__Requirements__. Locate each line in the items below that contains the word "trunk" and copy those lines.

───── Material shown

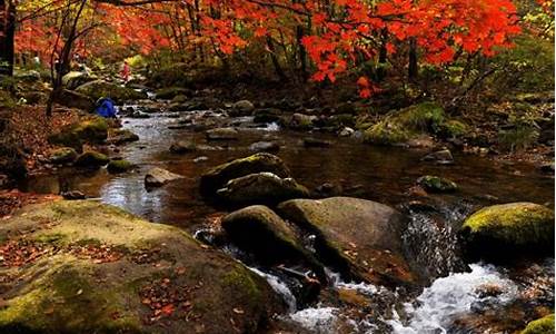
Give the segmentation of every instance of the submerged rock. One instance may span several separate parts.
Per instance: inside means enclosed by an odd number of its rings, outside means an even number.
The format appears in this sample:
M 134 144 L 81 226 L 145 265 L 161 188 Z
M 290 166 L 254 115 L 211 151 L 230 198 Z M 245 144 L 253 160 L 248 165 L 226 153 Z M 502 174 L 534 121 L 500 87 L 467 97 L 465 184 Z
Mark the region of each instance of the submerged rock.
M 235 128 L 217 128 L 206 132 L 209 140 L 237 140 L 239 131 Z
M 309 190 L 292 178 L 264 171 L 231 179 L 217 190 L 217 195 L 231 205 L 275 205 L 292 198 L 307 198 Z
M 430 193 L 453 193 L 458 189 L 455 181 L 433 175 L 419 177 L 417 184 Z
M 181 175 L 168 171 L 162 168 L 151 168 L 145 175 L 145 185 L 147 187 L 161 187 L 169 181 L 182 178 Z
M 11 278 L 0 292 L 2 333 L 217 334 L 231 321 L 256 333 L 284 310 L 262 277 L 224 253 L 100 203 L 29 206 L 2 222 L 0 238 L 28 254 L 0 267 Z
M 386 286 L 416 282 L 401 247 L 404 216 L 384 204 L 330 197 L 292 199 L 279 214 L 316 235 L 318 258 L 346 278 Z
M 201 194 L 214 196 L 229 180 L 261 171 L 272 173 L 280 178 L 290 177 L 288 168 L 280 158 L 271 154 L 259 153 L 219 165 L 205 173 L 200 180 Z
M 554 212 L 533 203 L 483 208 L 468 217 L 461 236 L 474 257 L 506 258 L 554 252 Z
M 52 164 L 69 164 L 77 159 L 77 151 L 71 147 L 61 147 L 50 151 L 48 160 Z
M 108 164 L 108 161 L 110 161 L 110 159 L 106 155 L 89 150 L 77 157 L 75 165 L 85 168 L 100 168 Z

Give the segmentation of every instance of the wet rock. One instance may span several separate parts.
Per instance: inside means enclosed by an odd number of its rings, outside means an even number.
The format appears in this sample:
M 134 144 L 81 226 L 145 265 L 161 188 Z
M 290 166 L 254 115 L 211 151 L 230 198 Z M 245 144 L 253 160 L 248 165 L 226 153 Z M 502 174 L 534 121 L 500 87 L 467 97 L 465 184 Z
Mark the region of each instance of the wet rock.
M 291 259 L 315 263 L 294 229 L 266 206 L 249 206 L 229 214 L 222 219 L 222 228 L 236 245 L 267 265 Z
M 542 256 L 554 250 L 554 226 L 552 209 L 533 203 L 510 203 L 473 214 L 461 227 L 461 237 L 471 257 Z
M 69 89 L 73 90 L 81 85 L 97 80 L 96 76 L 92 76 L 86 71 L 70 71 L 62 77 L 62 85 Z
M 110 161 L 110 159 L 106 155 L 89 150 L 77 157 L 75 165 L 85 168 L 100 168 L 108 164 L 108 161 Z
M 196 144 L 190 140 L 179 140 L 170 146 L 170 151 L 172 154 L 186 154 L 195 151 L 196 149 L 197 149 Z
M 237 140 L 239 131 L 235 128 L 217 128 L 206 132 L 208 140 Z
M 419 177 L 417 184 L 429 193 L 453 193 L 458 189 L 453 180 L 433 175 Z
M 108 124 L 103 118 L 76 122 L 63 127 L 59 132 L 48 138 L 50 144 L 62 145 L 81 151 L 83 144 L 102 144 L 108 137 Z
M 305 147 L 329 147 L 332 143 L 329 140 L 317 139 L 317 138 L 305 138 L 304 146 Z
M 280 150 L 280 144 L 276 141 L 257 141 L 249 145 L 249 150 L 276 153 Z
M 440 165 L 449 165 L 454 164 L 454 157 L 451 156 L 451 151 L 449 149 L 437 150 L 431 154 L 428 154 L 421 158 L 424 161 L 436 161 Z
M 554 333 L 554 313 L 527 324 L 520 334 L 552 334 Z
M 237 261 L 100 203 L 29 206 L 2 222 L 0 238 L 41 249 L 24 266 L 2 262 L 0 275 L 13 281 L 2 283 L 1 333 L 216 334 L 229 333 L 230 320 L 234 331 L 257 333 L 284 311 L 268 283 Z
M 167 87 L 167 88 L 161 88 L 155 92 L 157 99 L 162 99 L 162 100 L 172 100 L 177 96 L 183 96 L 183 97 L 189 97 L 192 95 L 190 89 L 182 88 L 182 87 Z M 173 101 L 173 100 L 172 100 Z M 183 101 L 175 101 L 175 102 L 185 102 Z
M 271 154 L 259 153 L 208 170 L 201 176 L 200 190 L 205 196 L 214 196 L 229 180 L 262 171 L 272 173 L 281 178 L 290 177 L 288 168 L 280 158 Z
M 78 199 L 85 199 L 86 195 L 83 191 L 80 190 L 69 190 L 69 191 L 62 191 L 60 195 L 63 197 L 63 199 L 68 200 L 78 200 Z
M 110 134 L 110 138 L 108 139 L 108 144 L 113 145 L 122 145 L 126 143 L 132 143 L 139 140 L 139 136 L 133 134 L 128 129 L 116 129 L 112 134 Z
M 385 286 L 416 282 L 403 252 L 406 222 L 397 210 L 376 202 L 331 197 L 288 200 L 278 212 L 315 234 L 317 257 L 347 279 Z
M 71 147 L 61 147 L 50 151 L 48 160 L 56 165 L 73 163 L 77 159 L 77 151 Z
M 123 104 L 125 101 L 130 100 L 140 100 L 146 99 L 147 94 L 142 91 L 137 91 L 131 88 L 121 87 L 116 84 L 95 80 L 87 82 L 85 85 L 76 88 L 76 91 L 82 95 L 86 95 L 93 100 L 98 100 L 102 97 L 111 98 L 116 104 Z
M 307 198 L 309 190 L 292 178 L 264 171 L 231 179 L 217 190 L 217 195 L 231 205 L 276 205 L 292 198 Z
M 120 159 L 120 160 L 111 160 L 110 163 L 108 163 L 108 166 L 106 166 L 106 169 L 110 174 L 120 174 L 120 173 L 129 171 L 129 170 L 133 169 L 136 166 L 133 164 L 131 164 L 130 161 Z
M 345 127 L 340 130 L 338 136 L 340 137 L 351 137 L 355 134 L 355 130 L 353 128 Z
M 169 181 L 182 178 L 181 175 L 168 171 L 166 169 L 155 167 L 145 175 L 145 186 L 161 187 Z

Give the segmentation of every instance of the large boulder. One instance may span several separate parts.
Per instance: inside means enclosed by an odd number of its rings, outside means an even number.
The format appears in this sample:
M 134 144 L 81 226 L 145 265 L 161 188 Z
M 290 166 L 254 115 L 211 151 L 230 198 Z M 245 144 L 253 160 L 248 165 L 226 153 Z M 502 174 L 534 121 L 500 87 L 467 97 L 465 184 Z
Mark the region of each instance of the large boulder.
M 83 144 L 102 144 L 108 138 L 108 122 L 101 117 L 75 122 L 49 137 L 56 145 L 72 147 L 81 151 Z
M 259 153 L 247 158 L 236 159 L 219 165 L 201 176 L 200 190 L 205 196 L 214 196 L 216 191 L 235 178 L 261 171 L 272 173 L 278 177 L 290 177 L 284 161 L 267 153 Z
M 417 283 L 404 256 L 404 216 L 380 203 L 330 197 L 292 199 L 278 206 L 280 216 L 316 236 L 319 259 L 347 279 L 397 286 Z
M 321 272 L 312 256 L 300 246 L 294 229 L 266 206 L 254 205 L 234 212 L 221 224 L 237 246 L 267 265 L 304 262 Z
M 102 97 L 111 98 L 117 104 L 122 104 L 129 100 L 146 99 L 147 95 L 142 91 L 137 91 L 131 88 L 121 87 L 116 84 L 107 82 L 103 80 L 95 80 L 79 86 L 77 92 L 86 95 L 93 100 Z
M 229 180 L 217 195 L 230 205 L 276 205 L 294 198 L 309 197 L 309 190 L 295 179 L 280 178 L 272 173 L 249 174 Z
M 515 255 L 553 254 L 554 212 L 533 203 L 485 207 L 461 226 L 473 257 L 504 259 Z
M 281 310 L 224 253 L 96 202 L 30 206 L 0 239 L 1 333 L 255 333 Z
M 62 85 L 70 90 L 78 88 L 81 85 L 97 80 L 96 76 L 89 75 L 86 71 L 71 71 L 62 77 Z
M 169 170 L 155 167 L 145 175 L 145 185 L 147 187 L 161 187 L 169 181 L 182 178 L 181 175 L 171 173 Z

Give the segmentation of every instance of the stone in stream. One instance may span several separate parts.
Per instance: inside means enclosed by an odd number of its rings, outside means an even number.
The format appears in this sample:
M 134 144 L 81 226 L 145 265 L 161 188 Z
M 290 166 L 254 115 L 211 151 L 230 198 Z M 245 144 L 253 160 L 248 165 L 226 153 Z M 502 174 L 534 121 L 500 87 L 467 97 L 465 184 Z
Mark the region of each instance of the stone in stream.
M 145 175 L 145 186 L 161 187 L 169 181 L 182 178 L 181 175 L 155 167 Z
M 24 254 L 0 267 L 11 278 L 1 333 L 216 334 L 231 318 L 235 331 L 257 333 L 285 311 L 265 278 L 222 252 L 97 202 L 27 206 L 2 220 L 0 238 Z
M 77 151 L 71 147 L 60 147 L 50 151 L 48 160 L 56 165 L 73 163 Z
M 509 259 L 543 256 L 554 252 L 554 212 L 533 203 L 485 207 L 461 226 L 461 237 L 471 257 Z
M 272 173 L 280 178 L 290 177 L 289 169 L 280 158 L 271 154 L 259 153 L 219 165 L 205 173 L 200 180 L 201 194 L 215 196 L 216 191 L 229 180 L 261 171 Z
M 257 141 L 251 145 L 249 145 L 249 150 L 252 151 L 279 151 L 280 150 L 280 144 L 276 141 Z
M 305 147 L 329 147 L 332 143 L 329 140 L 317 139 L 317 138 L 305 138 L 304 146 Z
M 216 128 L 206 131 L 208 140 L 237 140 L 239 131 L 235 128 Z
M 100 168 L 108 164 L 108 161 L 110 159 L 106 155 L 96 150 L 89 150 L 77 157 L 75 165 L 83 168 Z
M 389 206 L 350 197 L 292 199 L 278 213 L 314 234 L 316 256 L 346 279 L 385 286 L 418 282 L 403 249 L 406 219 Z
M 229 180 L 217 190 L 218 198 L 229 205 L 276 205 L 292 198 L 307 198 L 309 190 L 292 178 L 280 178 L 264 171 Z
M 170 153 L 172 154 L 187 154 L 192 153 L 197 149 L 197 146 L 191 140 L 178 140 L 170 146 Z
M 266 265 L 300 262 L 325 277 L 322 266 L 304 249 L 295 230 L 270 208 L 249 206 L 229 214 L 221 224 L 237 246 Z
M 429 193 L 453 193 L 458 189 L 453 180 L 433 175 L 419 177 L 417 184 Z
M 454 164 L 454 157 L 449 149 L 441 149 L 430 153 L 421 158 L 423 161 L 436 161 L 440 165 Z

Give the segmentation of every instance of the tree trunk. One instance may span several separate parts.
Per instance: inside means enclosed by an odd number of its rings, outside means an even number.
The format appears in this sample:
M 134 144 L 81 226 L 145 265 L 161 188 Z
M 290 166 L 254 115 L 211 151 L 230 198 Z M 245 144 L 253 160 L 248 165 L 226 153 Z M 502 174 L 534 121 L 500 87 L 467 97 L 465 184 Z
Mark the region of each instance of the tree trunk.
M 13 37 L 16 33 L 16 4 L 0 0 L 0 75 L 13 75 Z

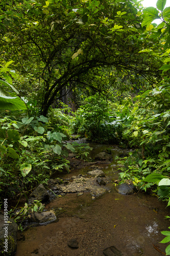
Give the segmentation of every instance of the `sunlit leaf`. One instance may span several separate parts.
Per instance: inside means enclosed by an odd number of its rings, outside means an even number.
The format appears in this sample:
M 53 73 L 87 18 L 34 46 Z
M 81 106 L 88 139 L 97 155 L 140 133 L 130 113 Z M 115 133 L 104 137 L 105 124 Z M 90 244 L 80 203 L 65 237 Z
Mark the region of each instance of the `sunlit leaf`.
M 158 0 L 156 3 L 156 7 L 160 11 L 163 11 L 166 4 L 166 0 Z
M 170 186 L 170 179 L 162 179 L 159 181 L 158 186 Z
M 24 163 L 20 166 L 20 170 L 23 177 L 26 177 L 32 169 L 32 165 L 30 163 Z

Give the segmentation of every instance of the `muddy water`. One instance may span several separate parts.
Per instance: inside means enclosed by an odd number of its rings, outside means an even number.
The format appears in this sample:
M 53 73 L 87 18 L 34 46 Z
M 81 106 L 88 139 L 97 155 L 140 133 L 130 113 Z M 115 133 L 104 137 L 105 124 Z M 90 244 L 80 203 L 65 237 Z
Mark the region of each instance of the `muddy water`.
M 113 149 L 112 153 L 118 156 L 122 152 Z M 108 191 L 94 200 L 88 193 L 54 200 L 45 208 L 54 210 L 59 221 L 25 231 L 25 240 L 18 241 L 15 256 L 103 256 L 103 250 L 111 246 L 124 256 L 163 255 L 167 245 L 159 243 L 164 237 L 161 231 L 170 226 L 164 218 L 169 215 L 166 204 L 144 193 L 117 193 L 112 182 L 117 175 L 116 163 L 96 164 L 111 177 Z M 75 169 L 71 175 L 85 174 L 89 168 Z M 77 240 L 79 248 L 67 246 L 71 238 Z

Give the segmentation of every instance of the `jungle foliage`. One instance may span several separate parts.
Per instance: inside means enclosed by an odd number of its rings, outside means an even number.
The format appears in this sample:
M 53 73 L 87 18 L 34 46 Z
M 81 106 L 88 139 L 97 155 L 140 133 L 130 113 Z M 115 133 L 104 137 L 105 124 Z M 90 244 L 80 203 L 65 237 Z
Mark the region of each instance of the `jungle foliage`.
M 170 205 L 170 7 L 165 4 L 1 1 L 2 198 L 27 197 L 54 172 L 69 171 L 68 152 L 87 159 L 88 145 L 67 142 L 76 133 L 133 148 L 122 160 L 121 182 L 130 180 Z M 70 92 L 74 112 L 62 102 Z M 169 233 L 162 233 L 167 236 L 162 242 L 169 241 Z M 168 246 L 166 252 L 170 255 Z

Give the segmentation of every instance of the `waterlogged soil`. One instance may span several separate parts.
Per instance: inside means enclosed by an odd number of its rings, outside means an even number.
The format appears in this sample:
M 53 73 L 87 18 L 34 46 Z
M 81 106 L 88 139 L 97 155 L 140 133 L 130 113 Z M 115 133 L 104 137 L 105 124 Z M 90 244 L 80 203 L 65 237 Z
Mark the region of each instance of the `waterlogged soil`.
M 75 159 L 72 164 L 76 168 L 61 175 L 63 178 L 91 170 L 91 163 Z M 93 164 L 102 168 L 110 179 L 107 191 L 96 197 L 87 192 L 67 194 L 54 199 L 45 209 L 54 210 L 58 221 L 25 231 L 17 242 L 15 256 L 104 256 L 103 250 L 112 246 L 123 256 L 165 254 L 167 244 L 159 242 L 165 237 L 161 231 L 170 226 L 164 219 L 170 214 L 166 204 L 143 193 L 118 194 L 113 182 L 119 172 L 115 161 Z M 72 238 L 78 242 L 78 248 L 67 245 Z

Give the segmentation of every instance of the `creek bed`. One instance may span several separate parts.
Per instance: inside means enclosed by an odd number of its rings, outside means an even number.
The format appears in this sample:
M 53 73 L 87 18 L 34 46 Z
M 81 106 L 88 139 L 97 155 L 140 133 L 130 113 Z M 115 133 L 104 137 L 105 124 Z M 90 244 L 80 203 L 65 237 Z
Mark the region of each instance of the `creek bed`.
M 96 147 L 98 150 L 100 146 Z M 122 153 L 113 149 L 112 152 L 117 155 Z M 60 175 L 66 179 L 85 175 L 91 164 Z M 169 215 L 166 203 L 144 193 L 118 194 L 112 182 L 119 172 L 114 160 L 95 165 L 110 178 L 107 191 L 95 199 L 86 192 L 68 193 L 53 200 L 45 209 L 54 210 L 59 221 L 24 231 L 25 240 L 18 241 L 15 256 L 103 256 L 103 250 L 112 246 L 123 256 L 164 253 L 167 245 L 159 242 L 164 238 L 161 231 L 170 226 L 164 219 Z M 72 238 L 78 242 L 78 248 L 68 246 L 67 241 Z

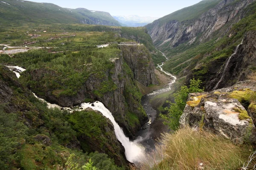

──────────

__Expected output__.
Give the segmentation of every instance of the tree trunk. One instance may span several separate parts.
Mark the region of each instance of the tree trunk.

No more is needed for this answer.